Take the listing below and output it exactly, with no images.

>>>>

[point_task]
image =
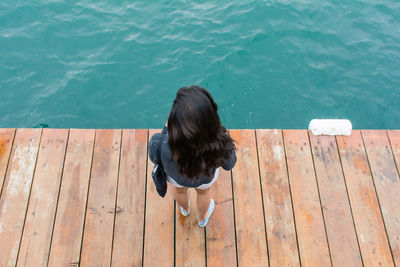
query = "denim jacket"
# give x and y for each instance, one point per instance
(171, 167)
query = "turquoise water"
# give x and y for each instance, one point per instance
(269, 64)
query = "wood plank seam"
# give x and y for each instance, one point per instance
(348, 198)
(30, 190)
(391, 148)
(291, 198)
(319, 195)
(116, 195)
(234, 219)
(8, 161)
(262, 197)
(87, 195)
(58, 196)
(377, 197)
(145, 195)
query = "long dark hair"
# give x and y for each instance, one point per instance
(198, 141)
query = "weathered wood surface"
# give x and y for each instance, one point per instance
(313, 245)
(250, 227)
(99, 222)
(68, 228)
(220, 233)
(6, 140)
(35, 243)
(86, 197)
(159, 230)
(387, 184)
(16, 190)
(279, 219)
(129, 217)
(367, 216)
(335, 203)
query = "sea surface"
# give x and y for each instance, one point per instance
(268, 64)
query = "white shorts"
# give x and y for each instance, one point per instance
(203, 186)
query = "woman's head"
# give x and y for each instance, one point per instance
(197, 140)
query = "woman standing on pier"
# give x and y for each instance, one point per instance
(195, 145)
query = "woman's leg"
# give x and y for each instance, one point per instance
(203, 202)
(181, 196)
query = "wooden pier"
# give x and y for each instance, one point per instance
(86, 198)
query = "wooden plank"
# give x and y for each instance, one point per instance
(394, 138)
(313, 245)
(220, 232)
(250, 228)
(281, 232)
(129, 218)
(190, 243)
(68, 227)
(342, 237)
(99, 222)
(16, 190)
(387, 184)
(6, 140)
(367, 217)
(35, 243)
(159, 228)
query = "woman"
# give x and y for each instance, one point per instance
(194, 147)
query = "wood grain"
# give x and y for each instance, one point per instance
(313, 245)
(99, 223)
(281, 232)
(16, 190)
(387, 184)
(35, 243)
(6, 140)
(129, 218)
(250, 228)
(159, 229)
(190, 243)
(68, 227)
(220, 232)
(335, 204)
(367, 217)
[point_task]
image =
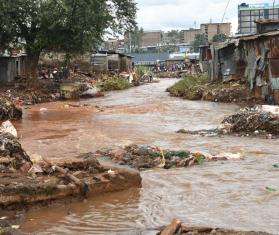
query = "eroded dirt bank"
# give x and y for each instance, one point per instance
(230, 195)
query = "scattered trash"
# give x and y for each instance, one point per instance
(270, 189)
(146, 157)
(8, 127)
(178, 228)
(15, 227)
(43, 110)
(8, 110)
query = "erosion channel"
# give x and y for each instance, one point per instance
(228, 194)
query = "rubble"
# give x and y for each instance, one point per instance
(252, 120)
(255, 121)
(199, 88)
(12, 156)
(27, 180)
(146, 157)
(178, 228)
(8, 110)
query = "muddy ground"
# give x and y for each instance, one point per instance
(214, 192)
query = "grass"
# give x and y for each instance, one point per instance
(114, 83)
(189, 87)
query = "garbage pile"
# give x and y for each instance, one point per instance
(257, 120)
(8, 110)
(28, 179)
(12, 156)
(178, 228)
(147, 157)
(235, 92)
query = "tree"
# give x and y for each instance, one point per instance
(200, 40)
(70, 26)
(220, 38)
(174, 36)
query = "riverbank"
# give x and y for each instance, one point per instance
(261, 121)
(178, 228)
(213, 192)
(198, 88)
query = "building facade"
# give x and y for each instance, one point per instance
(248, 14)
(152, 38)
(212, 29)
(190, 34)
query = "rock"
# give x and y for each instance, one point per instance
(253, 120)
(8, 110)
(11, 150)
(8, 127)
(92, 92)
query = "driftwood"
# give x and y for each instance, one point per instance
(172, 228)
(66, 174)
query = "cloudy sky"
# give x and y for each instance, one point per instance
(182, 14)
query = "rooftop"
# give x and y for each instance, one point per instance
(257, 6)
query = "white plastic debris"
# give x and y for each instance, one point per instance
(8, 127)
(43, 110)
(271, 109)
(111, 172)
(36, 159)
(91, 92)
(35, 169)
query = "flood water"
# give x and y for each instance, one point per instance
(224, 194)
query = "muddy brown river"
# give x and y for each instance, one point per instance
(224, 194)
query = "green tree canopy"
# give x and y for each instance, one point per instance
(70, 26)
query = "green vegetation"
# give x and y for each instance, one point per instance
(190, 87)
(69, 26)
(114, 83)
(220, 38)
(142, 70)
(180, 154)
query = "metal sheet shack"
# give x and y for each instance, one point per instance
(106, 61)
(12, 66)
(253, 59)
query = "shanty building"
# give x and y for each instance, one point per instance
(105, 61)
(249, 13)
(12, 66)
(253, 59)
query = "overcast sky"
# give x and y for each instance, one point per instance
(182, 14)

<<<<

Your solution:
[point_task]
image =
query = "denim jacket"
# give x and y for each instance, one point per instance
(171, 167)
query = "turquoise water"
# give x and y for each instance, one point per instance
(269, 64)
query = "wood plank seam"
# give x and y for each instance, one point per instance
(348, 198)
(30, 190)
(391, 148)
(291, 198)
(319, 195)
(116, 195)
(234, 219)
(8, 161)
(262, 197)
(87, 195)
(58, 196)
(377, 197)
(145, 195)
query = "long dark hair"
# give x and y for each instance, one point per instance
(198, 141)
query = "weathered wood surface"
# give x and y for each instance, one point per instance
(313, 245)
(250, 227)
(99, 222)
(68, 228)
(220, 233)
(6, 140)
(35, 243)
(86, 197)
(159, 230)
(387, 184)
(16, 190)
(279, 219)
(129, 217)
(367, 216)
(335, 203)
query = "sea surface"
# give x and y for each instance, one point per instance
(268, 64)
query = "white shorts"
# give x and y for each instance, one point per instance
(203, 186)
query = "woman's head"
# give x and y for each instance, one point per instance
(197, 140)
query = "woman standing on pier"
# give x and y for each instance, one point per instance
(195, 145)
query = "woman's leg"
# give x and y for each instance, one point per instance
(203, 202)
(181, 196)
query = "wooden pier"
# give x and y for each instance, one point per instance
(86, 198)
query = "wooden plank"
# give x and y for each instance, one point per instance
(394, 138)
(313, 245)
(220, 232)
(250, 228)
(281, 232)
(129, 218)
(190, 243)
(68, 227)
(342, 237)
(99, 222)
(16, 190)
(387, 184)
(6, 140)
(367, 217)
(35, 243)
(159, 228)
query = "woman"
# give x and y for each instance, one point per instance
(194, 147)
query = "wood grain"
# give x and y for each instance, one point per instance
(313, 245)
(99, 223)
(281, 232)
(16, 190)
(387, 184)
(35, 243)
(6, 140)
(129, 218)
(250, 228)
(159, 229)
(190, 243)
(68, 227)
(220, 232)
(335, 204)
(367, 217)
[point_task]
image =
query = "eroded dirt bank"
# give x and y for each instance, one point per instance
(230, 195)
query = "scattered trash"
# give x and y for each instance, one point per instance
(270, 189)
(146, 157)
(8, 127)
(178, 228)
(15, 227)
(43, 110)
(8, 110)
query = "erosion channel"
# give x and y for each instance, one point per instance
(228, 194)
query = "rubble"
# give x and y for each instance, one point per instance
(252, 120)
(255, 121)
(199, 88)
(12, 156)
(27, 180)
(146, 157)
(178, 228)
(8, 110)
query = "muddy ground"
# give x and y for each instance, one point per instance
(214, 192)
query = "grass"
# give x and y for each instance, one point per instance
(114, 83)
(189, 87)
query = "garbage pile"
# give x and y for each instance, one point per instance
(257, 120)
(8, 110)
(28, 179)
(12, 156)
(178, 228)
(147, 157)
(235, 92)
query = "tree"
# give x and y for each instance, one point per instance
(200, 40)
(70, 26)
(220, 38)
(174, 36)
query = "riverbank"
# give x and y for each instance, one point per instance
(261, 121)
(178, 228)
(213, 192)
(198, 88)
query = "building facade"
# give x and y for each instance, one point per instance
(248, 14)
(152, 38)
(212, 29)
(190, 34)
query = "rock"
# give x and y for each instance, one point per instance
(253, 120)
(8, 110)
(11, 150)
(8, 127)
(92, 92)
query = "driftwood"
# give x and y for each instance, one point per instance
(172, 228)
(66, 174)
query = "cloudy sky"
# give x and y for each instance, one point per instance
(182, 14)
query = "rooftop"
# give x and y for each instance, one point per instance
(257, 6)
query = "white plastic debris"
# give x and y for each instance, one point per instance
(8, 127)
(43, 110)
(271, 109)
(111, 172)
(36, 159)
(91, 92)
(35, 169)
query = "flood water"
# give x and y for each instance, one point per instance
(224, 194)
query = "muddy brown river"
# give x and y for each instance, one point per instance
(224, 194)
query = "green tree canopy"
# give x and y for each instance, one point per instance
(70, 26)
query = "green vegetation"
# give x and y for each instance, one point per instance
(190, 87)
(69, 26)
(114, 83)
(220, 38)
(142, 70)
(180, 154)
query = "metal sheet shack"
# give x and y for each instance, one point per instance
(106, 61)
(12, 66)
(253, 59)
query = "shanty building"
# give x and y for each instance, one point per instance
(105, 61)
(249, 13)
(12, 66)
(253, 59)
query = "overcast sky"
# give x and y for each instance, one point per instance
(182, 14)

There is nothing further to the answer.